Required work —
Starting at the line containing "Query: lawn grass" and ending at the line containing "Guideline: the keypoint for each instance of the market", print every line of the material below exactly, both ends included, and stop there.

Supplied material —
※ ※ ※

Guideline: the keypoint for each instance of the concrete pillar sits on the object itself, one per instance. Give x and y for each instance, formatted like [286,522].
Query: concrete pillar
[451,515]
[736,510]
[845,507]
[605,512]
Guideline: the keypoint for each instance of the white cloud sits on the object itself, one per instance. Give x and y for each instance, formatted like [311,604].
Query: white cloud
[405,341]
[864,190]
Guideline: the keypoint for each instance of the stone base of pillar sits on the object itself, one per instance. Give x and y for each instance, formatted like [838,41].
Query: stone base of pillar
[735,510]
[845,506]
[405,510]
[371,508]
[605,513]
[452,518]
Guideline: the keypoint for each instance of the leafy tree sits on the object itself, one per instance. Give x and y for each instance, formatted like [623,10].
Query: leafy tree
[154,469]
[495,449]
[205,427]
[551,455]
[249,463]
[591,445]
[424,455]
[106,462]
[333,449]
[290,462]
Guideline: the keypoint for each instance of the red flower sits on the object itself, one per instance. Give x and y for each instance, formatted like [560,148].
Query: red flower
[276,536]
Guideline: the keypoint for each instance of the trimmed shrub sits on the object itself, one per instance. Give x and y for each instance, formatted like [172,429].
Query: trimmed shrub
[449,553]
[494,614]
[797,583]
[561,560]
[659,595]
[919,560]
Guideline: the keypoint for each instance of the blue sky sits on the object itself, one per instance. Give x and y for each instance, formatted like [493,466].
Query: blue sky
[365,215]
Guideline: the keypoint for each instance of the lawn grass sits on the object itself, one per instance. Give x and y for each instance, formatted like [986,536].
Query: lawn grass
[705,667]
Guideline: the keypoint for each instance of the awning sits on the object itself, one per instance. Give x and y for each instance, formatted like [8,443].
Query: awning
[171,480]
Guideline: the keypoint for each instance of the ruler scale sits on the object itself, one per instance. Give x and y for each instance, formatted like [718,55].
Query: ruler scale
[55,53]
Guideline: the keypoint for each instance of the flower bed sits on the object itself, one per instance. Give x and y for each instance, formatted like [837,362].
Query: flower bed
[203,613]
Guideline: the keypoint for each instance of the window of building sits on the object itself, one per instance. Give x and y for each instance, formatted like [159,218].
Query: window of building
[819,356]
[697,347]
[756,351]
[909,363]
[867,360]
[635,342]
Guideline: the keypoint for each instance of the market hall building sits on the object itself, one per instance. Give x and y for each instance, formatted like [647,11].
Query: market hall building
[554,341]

※ ※ ※

Solution to this exercise —
Query: lawn grass
[705,667]
Guideline: the keypoint for each instance of the awning sits on the object itself, one per instance. Give x and y for each instance, formatted like [8,443].
Query: awning
[171,480]
Guideline: the keypoint for each instance of the ruler scale sits on the object itself, one per instance. Give x and y for each instance, formatted like [718,55].
Query: ruler scale
[55,53]
Guideline: the keypoint for each instance of the flower bed sits on the object itself, one per instance. Give x and y for each instance, formatted like [837,362].
Query: flower bed
[203,613]
Guideline: the keypoint for each instance of the window of building sits on the object itself, one per instance. Give x and y for each instance, formatted like [159,218].
Query: window of building
[819,356]
[697,347]
[756,351]
[909,363]
[867,360]
[635,342]
Guideline: the keypoint for each instance of the market hall building sits on the object itself, one per instance. Give x and y for each instance, formatted like [647,11].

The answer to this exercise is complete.